> _EXERCISE TASK_:
Copy the listing below word for word, from its first line through the line containing "139 99 150 110", including that line, and leave out the pictures.

> _EXCERPTED RECORDS_:
>> START
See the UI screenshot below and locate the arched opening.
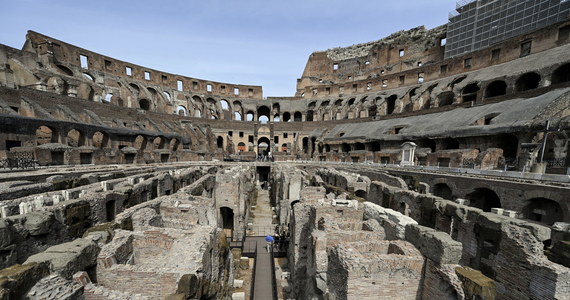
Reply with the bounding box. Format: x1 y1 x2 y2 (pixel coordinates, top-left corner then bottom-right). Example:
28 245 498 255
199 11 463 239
307 110 314 122
417 139 436 152
139 99 150 111
220 99 230 110
386 95 398 115
552 64 570 84
245 111 253 121
152 136 165 149
293 111 303 122
497 133 519 160
368 105 378 117
303 137 309 154
523 198 564 225
433 183 453 200
67 129 83 147
257 137 271 156
238 142 247 152
103 93 113 103
257 105 271 123
515 72 540 92
461 83 479 102
162 92 172 102
176 105 188 116
441 138 459 150
370 142 381 152
134 135 146 150
437 91 455 106
271 103 281 113
36 125 57 146
92 131 109 149
465 188 501 212
485 80 507 98
220 207 234 237
129 83 141 93
55 65 73 76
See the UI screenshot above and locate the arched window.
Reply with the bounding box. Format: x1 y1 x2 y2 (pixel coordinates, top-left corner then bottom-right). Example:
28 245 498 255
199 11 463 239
461 83 479 102
485 80 507 98
176 105 188 116
386 95 398 115
220 99 230 110
515 72 541 92
139 99 150 110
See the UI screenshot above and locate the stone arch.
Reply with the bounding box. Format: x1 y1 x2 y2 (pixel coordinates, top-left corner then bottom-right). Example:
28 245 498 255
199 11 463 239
432 182 453 200
551 64 570 84
386 95 398 115
152 136 165 149
245 110 254 121
485 80 507 98
465 187 502 212
133 135 146 150
220 99 230 110
437 91 455 106
176 105 188 116
139 99 150 111
257 137 271 155
515 72 541 92
216 136 224 150
461 82 480 102
36 125 57 146
67 129 85 147
169 138 180 151
441 138 459 150
522 197 564 225
293 111 303 122
91 131 109 149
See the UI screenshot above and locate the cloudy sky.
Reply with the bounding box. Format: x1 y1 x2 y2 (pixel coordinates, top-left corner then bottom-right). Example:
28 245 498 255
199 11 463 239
0 0 455 96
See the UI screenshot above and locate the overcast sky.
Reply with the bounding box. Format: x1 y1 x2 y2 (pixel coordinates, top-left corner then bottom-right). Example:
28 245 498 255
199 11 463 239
0 0 455 96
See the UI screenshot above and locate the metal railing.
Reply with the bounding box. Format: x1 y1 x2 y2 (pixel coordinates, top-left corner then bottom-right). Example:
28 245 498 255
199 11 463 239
248 242 257 300
0 152 37 170
269 247 277 300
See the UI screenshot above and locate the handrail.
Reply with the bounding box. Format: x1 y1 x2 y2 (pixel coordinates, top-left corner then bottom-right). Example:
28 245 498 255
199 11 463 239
249 241 257 300
269 245 277 300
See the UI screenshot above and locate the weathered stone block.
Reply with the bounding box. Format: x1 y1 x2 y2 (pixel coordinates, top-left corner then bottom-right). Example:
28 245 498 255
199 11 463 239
455 267 497 300
406 224 463 264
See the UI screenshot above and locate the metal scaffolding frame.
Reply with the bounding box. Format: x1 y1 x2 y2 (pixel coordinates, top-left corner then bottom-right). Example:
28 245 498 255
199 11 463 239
445 0 570 58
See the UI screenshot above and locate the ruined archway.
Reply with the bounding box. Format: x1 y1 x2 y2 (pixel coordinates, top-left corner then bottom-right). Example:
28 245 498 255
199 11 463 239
433 183 453 200
522 198 564 225
485 80 507 98
465 188 502 212
515 72 541 92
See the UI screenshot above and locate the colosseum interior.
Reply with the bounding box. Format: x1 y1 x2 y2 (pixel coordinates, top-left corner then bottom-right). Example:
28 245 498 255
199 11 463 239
0 0 570 300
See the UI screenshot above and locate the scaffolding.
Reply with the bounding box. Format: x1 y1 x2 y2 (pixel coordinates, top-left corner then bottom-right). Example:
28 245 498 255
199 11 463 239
445 0 570 58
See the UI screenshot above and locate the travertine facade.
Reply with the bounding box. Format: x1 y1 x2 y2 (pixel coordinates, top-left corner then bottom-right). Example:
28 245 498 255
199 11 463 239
0 0 570 300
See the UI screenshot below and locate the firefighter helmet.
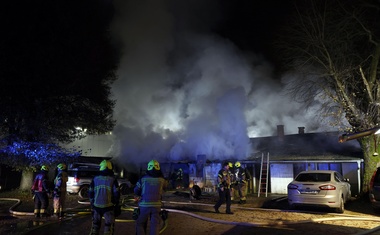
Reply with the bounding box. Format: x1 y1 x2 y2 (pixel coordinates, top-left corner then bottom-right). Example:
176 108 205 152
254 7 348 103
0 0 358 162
99 160 112 171
147 160 160 171
41 165 49 171
57 163 66 171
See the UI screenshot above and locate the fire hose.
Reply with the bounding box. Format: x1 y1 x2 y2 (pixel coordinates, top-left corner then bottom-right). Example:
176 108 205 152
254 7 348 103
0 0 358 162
0 198 380 235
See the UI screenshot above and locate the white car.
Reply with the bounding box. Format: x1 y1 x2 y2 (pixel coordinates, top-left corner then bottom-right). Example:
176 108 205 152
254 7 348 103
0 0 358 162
288 170 351 213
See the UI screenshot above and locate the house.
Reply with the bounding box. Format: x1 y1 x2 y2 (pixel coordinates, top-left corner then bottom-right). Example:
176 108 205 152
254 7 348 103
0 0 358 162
161 125 363 196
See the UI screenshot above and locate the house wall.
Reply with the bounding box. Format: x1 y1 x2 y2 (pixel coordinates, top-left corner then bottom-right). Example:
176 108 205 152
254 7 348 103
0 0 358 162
269 164 294 194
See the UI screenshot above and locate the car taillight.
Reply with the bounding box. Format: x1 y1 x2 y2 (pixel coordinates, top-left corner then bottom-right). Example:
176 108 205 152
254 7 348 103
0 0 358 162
319 184 336 190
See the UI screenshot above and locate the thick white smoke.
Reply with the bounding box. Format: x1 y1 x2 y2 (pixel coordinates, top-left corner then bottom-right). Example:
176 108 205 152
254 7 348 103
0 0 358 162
107 0 332 169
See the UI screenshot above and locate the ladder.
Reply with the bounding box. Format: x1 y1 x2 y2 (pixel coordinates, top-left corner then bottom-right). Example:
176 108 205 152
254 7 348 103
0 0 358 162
257 153 269 197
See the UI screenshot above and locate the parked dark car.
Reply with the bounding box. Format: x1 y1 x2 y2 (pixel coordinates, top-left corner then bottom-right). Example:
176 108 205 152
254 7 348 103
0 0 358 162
288 170 351 213
369 167 380 210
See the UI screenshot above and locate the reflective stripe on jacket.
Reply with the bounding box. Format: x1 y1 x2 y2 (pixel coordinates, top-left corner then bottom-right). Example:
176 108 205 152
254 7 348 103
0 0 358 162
32 171 50 192
134 175 166 207
88 171 120 208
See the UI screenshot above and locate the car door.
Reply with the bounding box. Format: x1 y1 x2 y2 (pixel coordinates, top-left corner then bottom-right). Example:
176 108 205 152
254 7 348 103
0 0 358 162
334 172 351 201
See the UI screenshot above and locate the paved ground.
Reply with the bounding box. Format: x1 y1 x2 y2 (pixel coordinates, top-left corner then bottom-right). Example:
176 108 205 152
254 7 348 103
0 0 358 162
0 190 380 235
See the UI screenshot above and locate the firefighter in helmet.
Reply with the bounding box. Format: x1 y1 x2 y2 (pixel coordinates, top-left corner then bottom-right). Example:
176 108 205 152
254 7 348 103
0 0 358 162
176 168 183 189
134 160 166 235
31 165 50 218
214 162 233 214
88 160 120 234
234 162 247 204
53 163 68 219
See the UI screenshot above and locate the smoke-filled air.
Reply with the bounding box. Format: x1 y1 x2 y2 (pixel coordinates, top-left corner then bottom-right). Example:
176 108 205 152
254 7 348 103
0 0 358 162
104 0 332 169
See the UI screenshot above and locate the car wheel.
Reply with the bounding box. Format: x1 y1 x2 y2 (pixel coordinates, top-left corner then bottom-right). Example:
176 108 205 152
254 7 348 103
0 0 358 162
336 197 344 213
119 184 130 195
78 185 88 198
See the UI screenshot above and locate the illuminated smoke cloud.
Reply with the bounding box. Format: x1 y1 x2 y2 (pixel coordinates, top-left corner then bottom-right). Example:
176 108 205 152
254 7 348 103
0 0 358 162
110 0 332 170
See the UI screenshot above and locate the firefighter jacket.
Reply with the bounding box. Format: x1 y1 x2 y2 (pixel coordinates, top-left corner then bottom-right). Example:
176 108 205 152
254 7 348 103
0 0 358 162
134 169 166 207
234 167 246 183
88 169 120 210
218 169 231 189
54 171 68 197
32 170 50 193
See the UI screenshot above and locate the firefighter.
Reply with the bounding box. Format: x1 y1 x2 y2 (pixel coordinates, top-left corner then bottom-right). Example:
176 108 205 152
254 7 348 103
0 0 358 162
88 160 121 235
234 162 247 204
228 162 235 203
31 165 50 218
53 163 67 219
214 162 233 214
176 168 183 189
134 160 166 235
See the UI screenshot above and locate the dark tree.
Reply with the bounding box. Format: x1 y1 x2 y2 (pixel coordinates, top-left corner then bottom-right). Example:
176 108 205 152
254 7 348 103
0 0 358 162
278 0 380 192
0 0 120 173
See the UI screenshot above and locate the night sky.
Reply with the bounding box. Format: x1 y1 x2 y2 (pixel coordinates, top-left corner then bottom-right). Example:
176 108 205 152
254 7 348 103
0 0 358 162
104 0 336 169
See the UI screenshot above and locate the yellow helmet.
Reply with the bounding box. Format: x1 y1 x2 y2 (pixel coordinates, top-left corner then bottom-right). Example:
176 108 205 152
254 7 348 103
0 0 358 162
147 160 161 171
99 160 112 171
57 163 66 171
41 165 49 171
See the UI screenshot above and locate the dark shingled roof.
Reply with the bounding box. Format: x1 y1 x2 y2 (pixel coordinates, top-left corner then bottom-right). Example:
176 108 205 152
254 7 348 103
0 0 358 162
251 132 363 160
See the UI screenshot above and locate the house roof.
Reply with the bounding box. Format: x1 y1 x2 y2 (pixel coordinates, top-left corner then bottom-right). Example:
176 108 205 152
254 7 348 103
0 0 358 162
251 132 363 160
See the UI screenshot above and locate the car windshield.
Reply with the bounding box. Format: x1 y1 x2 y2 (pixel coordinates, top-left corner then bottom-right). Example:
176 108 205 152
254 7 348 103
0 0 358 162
295 173 331 182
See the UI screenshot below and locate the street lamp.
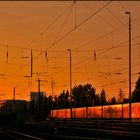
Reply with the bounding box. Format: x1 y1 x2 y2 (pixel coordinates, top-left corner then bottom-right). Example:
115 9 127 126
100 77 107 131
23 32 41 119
125 12 132 122
67 49 72 120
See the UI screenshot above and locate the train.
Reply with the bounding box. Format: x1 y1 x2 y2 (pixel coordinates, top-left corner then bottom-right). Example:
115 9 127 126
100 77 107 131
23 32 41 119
50 102 140 119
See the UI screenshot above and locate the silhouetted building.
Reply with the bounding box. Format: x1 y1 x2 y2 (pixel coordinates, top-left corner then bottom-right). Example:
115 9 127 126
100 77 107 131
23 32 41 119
30 91 46 102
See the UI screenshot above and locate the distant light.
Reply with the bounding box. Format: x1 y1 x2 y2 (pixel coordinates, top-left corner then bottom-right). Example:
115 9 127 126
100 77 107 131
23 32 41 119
21 56 29 58
120 81 126 83
115 57 123 60
0 73 5 76
125 11 130 14
115 72 122 74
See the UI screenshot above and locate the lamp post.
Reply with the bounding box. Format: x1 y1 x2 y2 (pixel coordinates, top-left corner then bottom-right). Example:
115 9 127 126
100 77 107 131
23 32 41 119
67 49 72 120
125 12 132 122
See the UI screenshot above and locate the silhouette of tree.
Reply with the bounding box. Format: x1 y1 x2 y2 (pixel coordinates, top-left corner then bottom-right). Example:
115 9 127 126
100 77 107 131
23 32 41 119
100 89 107 105
117 89 125 103
132 76 140 102
111 96 116 104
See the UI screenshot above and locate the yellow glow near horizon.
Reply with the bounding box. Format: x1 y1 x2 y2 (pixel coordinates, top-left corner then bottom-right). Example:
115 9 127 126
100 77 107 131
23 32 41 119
0 1 140 100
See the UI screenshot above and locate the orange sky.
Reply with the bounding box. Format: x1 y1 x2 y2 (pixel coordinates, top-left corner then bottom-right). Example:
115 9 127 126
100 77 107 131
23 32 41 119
0 1 140 99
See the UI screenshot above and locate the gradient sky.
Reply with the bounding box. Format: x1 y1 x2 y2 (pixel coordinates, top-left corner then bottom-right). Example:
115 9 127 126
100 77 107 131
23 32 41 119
0 1 140 100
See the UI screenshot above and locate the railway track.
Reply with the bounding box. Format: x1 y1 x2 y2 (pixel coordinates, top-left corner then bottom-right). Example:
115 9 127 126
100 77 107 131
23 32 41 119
19 121 140 140
0 129 43 140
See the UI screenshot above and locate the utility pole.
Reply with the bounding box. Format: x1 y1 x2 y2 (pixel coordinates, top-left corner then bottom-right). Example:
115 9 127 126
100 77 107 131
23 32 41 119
13 87 16 111
31 49 33 77
125 12 132 122
38 78 41 117
51 78 54 116
67 49 72 120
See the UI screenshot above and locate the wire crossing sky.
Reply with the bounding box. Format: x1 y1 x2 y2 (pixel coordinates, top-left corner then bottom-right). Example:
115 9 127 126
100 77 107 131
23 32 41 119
0 1 140 100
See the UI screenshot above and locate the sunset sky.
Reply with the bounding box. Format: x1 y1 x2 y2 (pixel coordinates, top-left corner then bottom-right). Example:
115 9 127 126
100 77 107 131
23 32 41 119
0 1 140 100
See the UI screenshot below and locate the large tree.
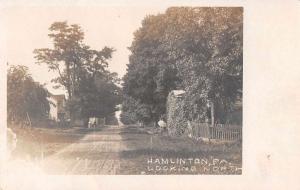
>> END
> _TASK OUTPUT_:
See the UI screenshot below and locate the arched opening.
Reply with the bounding box. Format: x1 y1 x2 y2 (pixel coordinates, top-left corner then bottom-right). Example:
28 245 498 255
199 11 463 239
307 110 314 122
417 139 436 152
139 99 150 111
220 99 230 110
386 95 398 115
552 64 570 84
245 111 253 121
152 136 165 149
293 111 303 122
497 133 519 160
368 105 378 117
303 137 309 154
523 198 564 225
433 183 453 200
67 129 83 147
257 137 271 156
238 142 247 152
103 93 113 103
257 105 271 123
515 72 540 92
461 83 479 102
162 92 172 102
176 105 188 116
441 138 459 150
370 142 381 152
134 135 146 150
437 91 455 106
271 103 281 113
36 125 57 146
92 131 109 149
465 188 501 212
485 80 507 98
220 207 234 237
129 83 141 93
55 65 73 76
See the UI screenshot above and locate the arched window.
Reply with the bounding box. Format: x1 y1 x2 y2 (pixel coordinates, top-left corner then bottom-right). Example:
28 245 498 255
199 11 463 239
461 83 479 102
485 80 507 98
176 105 188 116
386 95 398 115
220 99 230 110
515 72 541 92
139 99 150 110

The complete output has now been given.